(Point placement records)
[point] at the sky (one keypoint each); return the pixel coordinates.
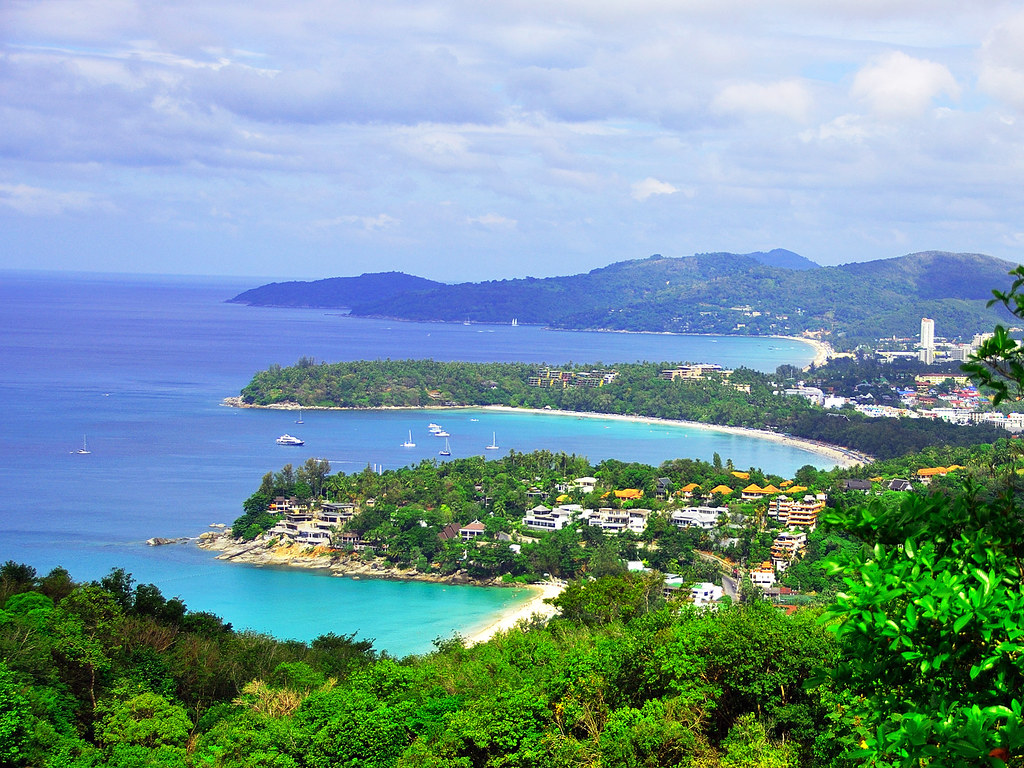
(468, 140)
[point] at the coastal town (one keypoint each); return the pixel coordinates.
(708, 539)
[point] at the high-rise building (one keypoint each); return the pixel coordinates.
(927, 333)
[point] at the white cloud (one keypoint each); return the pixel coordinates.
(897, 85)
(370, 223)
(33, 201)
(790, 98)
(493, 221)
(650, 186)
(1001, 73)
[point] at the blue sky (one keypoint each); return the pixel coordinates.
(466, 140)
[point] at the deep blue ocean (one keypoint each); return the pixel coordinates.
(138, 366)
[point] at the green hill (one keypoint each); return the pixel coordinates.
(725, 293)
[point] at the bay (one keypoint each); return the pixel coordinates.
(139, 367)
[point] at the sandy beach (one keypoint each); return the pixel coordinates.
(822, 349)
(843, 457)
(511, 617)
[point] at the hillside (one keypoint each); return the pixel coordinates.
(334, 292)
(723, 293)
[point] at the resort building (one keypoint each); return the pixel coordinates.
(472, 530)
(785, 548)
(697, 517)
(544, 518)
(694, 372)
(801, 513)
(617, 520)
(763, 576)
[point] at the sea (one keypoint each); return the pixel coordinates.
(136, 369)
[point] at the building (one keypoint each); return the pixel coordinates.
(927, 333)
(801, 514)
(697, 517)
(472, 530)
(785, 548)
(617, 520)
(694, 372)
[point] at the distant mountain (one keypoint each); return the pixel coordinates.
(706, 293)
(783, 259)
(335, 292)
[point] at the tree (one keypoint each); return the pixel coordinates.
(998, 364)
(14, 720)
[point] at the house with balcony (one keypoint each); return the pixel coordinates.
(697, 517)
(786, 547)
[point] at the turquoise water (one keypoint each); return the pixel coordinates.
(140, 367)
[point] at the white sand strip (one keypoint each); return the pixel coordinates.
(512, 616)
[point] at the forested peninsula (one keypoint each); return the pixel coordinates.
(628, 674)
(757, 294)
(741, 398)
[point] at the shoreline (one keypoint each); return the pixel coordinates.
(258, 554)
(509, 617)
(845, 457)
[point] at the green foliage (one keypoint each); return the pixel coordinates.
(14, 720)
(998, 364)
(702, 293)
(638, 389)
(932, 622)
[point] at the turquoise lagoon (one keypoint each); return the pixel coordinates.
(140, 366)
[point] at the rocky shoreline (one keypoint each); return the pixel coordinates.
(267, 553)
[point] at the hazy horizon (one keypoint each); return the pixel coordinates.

__What you should do__.
Put the lines of the records above, from the line containing "[point] at the resort" through the end of the records, both included, into a Markdown table with the columns Row and Line. Number each row and skip any blank lines.

__Right answer__.
| Row | Line |
|---|---|
| 1 | [point] at the resort building (one keypoint each); return the pixel coordinates. |
| 2 | (472, 530) |
| 3 | (785, 548) |
| 4 | (697, 517) |
| 5 | (544, 518) |
| 6 | (694, 372) |
| 7 | (801, 513) |
| 8 | (617, 520) |
| 9 | (763, 576) |
| 10 | [point] at the sea (one keypoint each); return the pixel coordinates. |
| 11 | (136, 369) |
| 12 | [point] at the building (one keypoint each); return the pixel coordinates. |
| 13 | (927, 333) |
| 14 | (801, 514) |
| 15 | (697, 517) |
| 16 | (472, 530) |
| 17 | (785, 548) |
| 18 | (617, 520) |
| 19 | (694, 372) |
| 20 | [point] at the distant mountain (one keypoint each); return the pixel coordinates. |
| 21 | (706, 293) |
| 22 | (783, 259) |
| 23 | (335, 292) |
| 24 | [point] at the tree (one keypoint each); return the pixel coordinates. |
| 25 | (998, 364) |
| 26 | (14, 720) |
| 27 | [point] at the house with balcony (one keypoint each); return the pixel coordinates. |
| 28 | (697, 517) |
| 29 | (786, 547) |
| 30 | [point] at the turquoise water (one keypoint each); return the pixel coordinates. |
| 31 | (140, 367) |
| 32 | [point] at the white sand strip (one keypoint each); return the pixel coordinates. |
| 33 | (512, 616) |
| 34 | [point] at the forested peninsula (one keypoint each); return the pixel coordinates. |
| 35 | (628, 674) |
| 36 | (757, 294) |
| 37 | (741, 398) |
| 38 | [point] at the shoreline (one keypoint each); return the pixel coordinates. |
| 39 | (258, 554) |
| 40 | (509, 617) |
| 41 | (845, 457) |
| 42 | [point] at the green foliage (one keypoint each); return the pixel coordinates. |
| 43 | (14, 720) |
| 44 | (998, 364) |
| 45 | (702, 293) |
| 46 | (638, 389) |
| 47 | (932, 622) |
| 48 | [point] at the turquoise lagoon (one keypoint each); return the pixel coordinates. |
| 49 | (140, 366) |
| 50 | [point] at the rocky shoreline (one keypoint each); return the pixel coordinates. |
| 51 | (267, 553) |
| 52 | [point] at the hazy horizon (one keypoint each); return the pixel coordinates. |